— BEGIN —

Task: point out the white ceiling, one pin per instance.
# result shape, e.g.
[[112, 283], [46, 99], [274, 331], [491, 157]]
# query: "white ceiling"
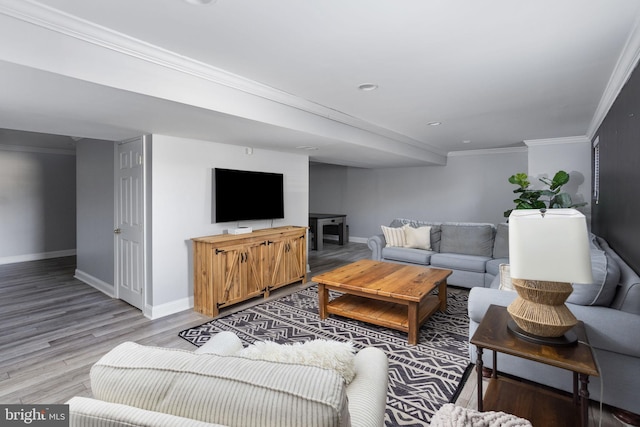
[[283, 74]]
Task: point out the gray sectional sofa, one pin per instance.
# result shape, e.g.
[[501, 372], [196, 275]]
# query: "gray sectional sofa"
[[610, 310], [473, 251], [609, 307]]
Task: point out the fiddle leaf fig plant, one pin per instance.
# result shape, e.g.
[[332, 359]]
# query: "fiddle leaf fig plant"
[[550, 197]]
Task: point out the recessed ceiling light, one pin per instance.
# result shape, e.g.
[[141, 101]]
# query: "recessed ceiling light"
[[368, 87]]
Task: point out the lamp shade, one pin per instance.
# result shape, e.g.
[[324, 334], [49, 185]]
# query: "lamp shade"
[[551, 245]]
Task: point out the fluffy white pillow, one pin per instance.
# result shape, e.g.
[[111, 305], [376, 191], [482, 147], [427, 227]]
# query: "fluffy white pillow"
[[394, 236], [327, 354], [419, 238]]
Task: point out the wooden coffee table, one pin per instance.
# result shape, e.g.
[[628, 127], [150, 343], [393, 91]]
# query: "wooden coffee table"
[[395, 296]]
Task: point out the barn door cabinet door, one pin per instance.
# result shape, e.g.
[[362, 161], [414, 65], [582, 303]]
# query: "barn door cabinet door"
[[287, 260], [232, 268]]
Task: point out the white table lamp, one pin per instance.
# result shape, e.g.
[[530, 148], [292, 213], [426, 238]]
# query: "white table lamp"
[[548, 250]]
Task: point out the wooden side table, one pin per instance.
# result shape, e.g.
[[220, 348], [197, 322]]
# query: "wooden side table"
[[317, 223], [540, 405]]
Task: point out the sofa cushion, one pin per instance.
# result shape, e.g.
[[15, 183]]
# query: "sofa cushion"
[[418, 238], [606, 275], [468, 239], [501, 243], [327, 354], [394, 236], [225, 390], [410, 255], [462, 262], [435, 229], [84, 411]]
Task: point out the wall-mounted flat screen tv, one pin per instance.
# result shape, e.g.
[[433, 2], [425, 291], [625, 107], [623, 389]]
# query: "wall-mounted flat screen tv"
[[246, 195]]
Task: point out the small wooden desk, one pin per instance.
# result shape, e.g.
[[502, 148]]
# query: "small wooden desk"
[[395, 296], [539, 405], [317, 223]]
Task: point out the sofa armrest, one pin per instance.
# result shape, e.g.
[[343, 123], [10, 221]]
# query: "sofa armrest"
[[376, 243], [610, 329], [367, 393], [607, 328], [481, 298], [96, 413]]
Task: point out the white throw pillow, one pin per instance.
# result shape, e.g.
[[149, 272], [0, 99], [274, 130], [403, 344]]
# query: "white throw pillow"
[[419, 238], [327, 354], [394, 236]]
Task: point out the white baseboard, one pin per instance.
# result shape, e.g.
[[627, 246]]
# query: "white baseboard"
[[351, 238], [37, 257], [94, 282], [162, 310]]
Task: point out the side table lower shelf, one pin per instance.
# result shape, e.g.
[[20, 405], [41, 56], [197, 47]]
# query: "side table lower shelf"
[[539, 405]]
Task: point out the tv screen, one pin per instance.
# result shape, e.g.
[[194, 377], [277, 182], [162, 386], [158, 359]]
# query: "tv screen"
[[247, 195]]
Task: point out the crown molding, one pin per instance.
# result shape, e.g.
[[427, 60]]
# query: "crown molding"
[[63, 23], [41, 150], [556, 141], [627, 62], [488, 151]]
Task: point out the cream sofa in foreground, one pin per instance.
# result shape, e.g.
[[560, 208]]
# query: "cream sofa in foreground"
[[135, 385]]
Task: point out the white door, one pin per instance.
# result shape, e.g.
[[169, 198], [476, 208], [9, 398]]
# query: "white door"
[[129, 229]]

— END —
— BEGIN —

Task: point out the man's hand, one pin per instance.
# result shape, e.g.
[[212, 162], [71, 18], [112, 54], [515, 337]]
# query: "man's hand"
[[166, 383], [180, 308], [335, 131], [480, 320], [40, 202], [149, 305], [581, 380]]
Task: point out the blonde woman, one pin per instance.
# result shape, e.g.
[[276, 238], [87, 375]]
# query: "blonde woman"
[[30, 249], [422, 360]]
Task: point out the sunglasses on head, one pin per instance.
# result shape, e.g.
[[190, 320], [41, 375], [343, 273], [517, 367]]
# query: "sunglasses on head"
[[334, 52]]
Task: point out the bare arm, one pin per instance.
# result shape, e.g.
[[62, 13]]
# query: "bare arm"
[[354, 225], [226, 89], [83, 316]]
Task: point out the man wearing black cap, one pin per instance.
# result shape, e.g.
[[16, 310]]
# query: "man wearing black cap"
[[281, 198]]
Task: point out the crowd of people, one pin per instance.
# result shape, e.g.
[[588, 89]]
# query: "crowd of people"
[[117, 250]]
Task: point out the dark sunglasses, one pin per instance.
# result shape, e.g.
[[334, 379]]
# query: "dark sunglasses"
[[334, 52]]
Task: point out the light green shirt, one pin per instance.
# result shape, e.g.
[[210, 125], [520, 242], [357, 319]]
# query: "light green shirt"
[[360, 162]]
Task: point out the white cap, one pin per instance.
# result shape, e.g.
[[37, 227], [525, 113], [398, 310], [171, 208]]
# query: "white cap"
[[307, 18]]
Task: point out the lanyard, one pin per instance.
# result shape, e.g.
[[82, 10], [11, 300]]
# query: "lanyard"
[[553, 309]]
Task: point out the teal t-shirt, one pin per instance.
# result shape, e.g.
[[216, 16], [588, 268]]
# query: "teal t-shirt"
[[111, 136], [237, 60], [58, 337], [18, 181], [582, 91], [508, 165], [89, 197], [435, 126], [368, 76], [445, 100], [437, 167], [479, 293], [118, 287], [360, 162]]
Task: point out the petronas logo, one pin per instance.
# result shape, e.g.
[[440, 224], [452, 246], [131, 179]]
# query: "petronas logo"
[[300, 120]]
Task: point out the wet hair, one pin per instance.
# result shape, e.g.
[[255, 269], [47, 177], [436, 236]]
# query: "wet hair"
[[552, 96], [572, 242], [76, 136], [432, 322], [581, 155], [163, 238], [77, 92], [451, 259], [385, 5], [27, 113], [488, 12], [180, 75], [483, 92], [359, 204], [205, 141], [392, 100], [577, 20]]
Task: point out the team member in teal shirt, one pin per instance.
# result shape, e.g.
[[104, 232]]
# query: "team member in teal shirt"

— END —

● **Task requirements**
Copy word for word the items from the line with "Task: point out the white ceiling, one" to the line with "[[610, 310], [473, 251], [609, 307]]", including both of those lines. Leave the pictures out.

● **Exercise result**
Task: point out the white ceiling, one pin per instance.
# result shape, e.g.
[[112, 283], [46, 99], [274, 331], [491, 157]]
# query: "white ceiling"
[[283, 74]]
Task: point out the gray sectional sofa, one pin per instance.
# result shape, e.g.
[[501, 372], [196, 275]]
# query: "gray sectional sofa"
[[610, 310], [473, 251], [609, 307]]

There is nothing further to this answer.